- What this task involves -
Return exactly the lines below, starting with the one that has "Target: mushroom-shaped rock" and going on through the one that has "Target: blue sky".

- Source data -
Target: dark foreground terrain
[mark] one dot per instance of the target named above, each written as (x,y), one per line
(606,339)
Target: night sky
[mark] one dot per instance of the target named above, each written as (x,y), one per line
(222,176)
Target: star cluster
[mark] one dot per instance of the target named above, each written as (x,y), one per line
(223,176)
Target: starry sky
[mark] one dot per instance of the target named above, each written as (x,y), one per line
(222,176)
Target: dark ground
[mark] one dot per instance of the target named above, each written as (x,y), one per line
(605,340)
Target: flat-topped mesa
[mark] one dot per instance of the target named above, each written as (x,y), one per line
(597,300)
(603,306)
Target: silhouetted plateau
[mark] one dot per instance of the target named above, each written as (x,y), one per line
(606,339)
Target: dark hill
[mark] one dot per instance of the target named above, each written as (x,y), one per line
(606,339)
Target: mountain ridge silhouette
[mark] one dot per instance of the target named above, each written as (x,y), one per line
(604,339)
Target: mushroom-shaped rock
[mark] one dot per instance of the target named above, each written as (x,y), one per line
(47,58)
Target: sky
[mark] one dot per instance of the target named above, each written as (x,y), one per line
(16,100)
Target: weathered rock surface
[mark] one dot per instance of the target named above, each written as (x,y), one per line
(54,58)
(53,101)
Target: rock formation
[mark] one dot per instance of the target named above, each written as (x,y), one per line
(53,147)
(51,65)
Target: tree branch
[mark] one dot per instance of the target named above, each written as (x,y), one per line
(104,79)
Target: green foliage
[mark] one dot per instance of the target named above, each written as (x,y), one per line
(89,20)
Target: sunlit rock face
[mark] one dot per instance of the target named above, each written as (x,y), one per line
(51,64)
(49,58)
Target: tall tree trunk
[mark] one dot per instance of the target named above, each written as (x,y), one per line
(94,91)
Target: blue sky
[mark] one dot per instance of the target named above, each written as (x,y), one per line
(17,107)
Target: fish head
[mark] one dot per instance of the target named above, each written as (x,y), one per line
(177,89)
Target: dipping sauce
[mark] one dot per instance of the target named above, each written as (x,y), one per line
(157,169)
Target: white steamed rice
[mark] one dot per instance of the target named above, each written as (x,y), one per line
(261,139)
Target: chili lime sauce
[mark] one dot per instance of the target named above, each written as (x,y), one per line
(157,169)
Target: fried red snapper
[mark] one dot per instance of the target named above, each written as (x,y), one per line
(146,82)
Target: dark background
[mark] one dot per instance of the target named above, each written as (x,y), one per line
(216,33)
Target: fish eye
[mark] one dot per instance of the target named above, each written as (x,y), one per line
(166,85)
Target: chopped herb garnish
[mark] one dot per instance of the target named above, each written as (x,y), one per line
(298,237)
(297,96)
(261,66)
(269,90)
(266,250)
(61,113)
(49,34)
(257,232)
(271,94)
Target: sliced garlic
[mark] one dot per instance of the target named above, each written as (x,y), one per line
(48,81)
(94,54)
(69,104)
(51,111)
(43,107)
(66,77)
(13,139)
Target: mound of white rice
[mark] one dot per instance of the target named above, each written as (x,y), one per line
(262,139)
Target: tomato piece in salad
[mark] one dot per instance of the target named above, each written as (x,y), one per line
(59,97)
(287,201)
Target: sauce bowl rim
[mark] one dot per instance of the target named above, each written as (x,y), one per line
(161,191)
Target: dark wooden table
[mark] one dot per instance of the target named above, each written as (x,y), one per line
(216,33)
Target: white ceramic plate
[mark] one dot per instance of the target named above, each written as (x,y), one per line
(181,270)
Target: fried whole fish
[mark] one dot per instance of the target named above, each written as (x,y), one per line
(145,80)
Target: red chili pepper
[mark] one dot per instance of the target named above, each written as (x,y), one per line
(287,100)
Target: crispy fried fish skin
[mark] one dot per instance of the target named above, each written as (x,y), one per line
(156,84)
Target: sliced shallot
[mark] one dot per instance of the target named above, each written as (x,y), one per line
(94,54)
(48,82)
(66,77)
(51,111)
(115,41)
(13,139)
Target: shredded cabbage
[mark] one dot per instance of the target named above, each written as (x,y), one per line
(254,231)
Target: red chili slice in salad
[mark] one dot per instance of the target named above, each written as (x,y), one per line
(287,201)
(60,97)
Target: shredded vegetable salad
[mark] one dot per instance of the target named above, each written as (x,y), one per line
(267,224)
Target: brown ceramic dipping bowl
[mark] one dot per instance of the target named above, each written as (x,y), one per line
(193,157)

- Completed task -
Target: mushroom-shaped rock
[mark] one dot per instance of the target named above, each written as (x,y), one per line
(47,58)
Target: sky
[mark] one dot per instance of the target named above, each written as (x,y), one per line
(16,100)
Target: weathered rock surface
[mark] one dot per instance of the target named above, each written as (x,y), one per line
(54,58)
(53,101)
Target: rock formation
[mark] one dot per instance of the target named above, each written as (x,y), one per line
(53,147)
(51,65)
Target: tree branch
[mark] one dot per instance of the target named above, each written as (x,y), one per line
(104,79)
Target: green foliage
[mark] one dot per instance of the target named above, each written as (x,y), one per line
(89,20)
Target: sunlit rock face
[mark] one dot per instance of the target named above, each written as (x,y), one per line
(51,64)
(49,58)
Target: tall tree trunk
[mark] one dot per instance of the target named above, each written as (x,y), one per line
(94,91)
Target: blue sky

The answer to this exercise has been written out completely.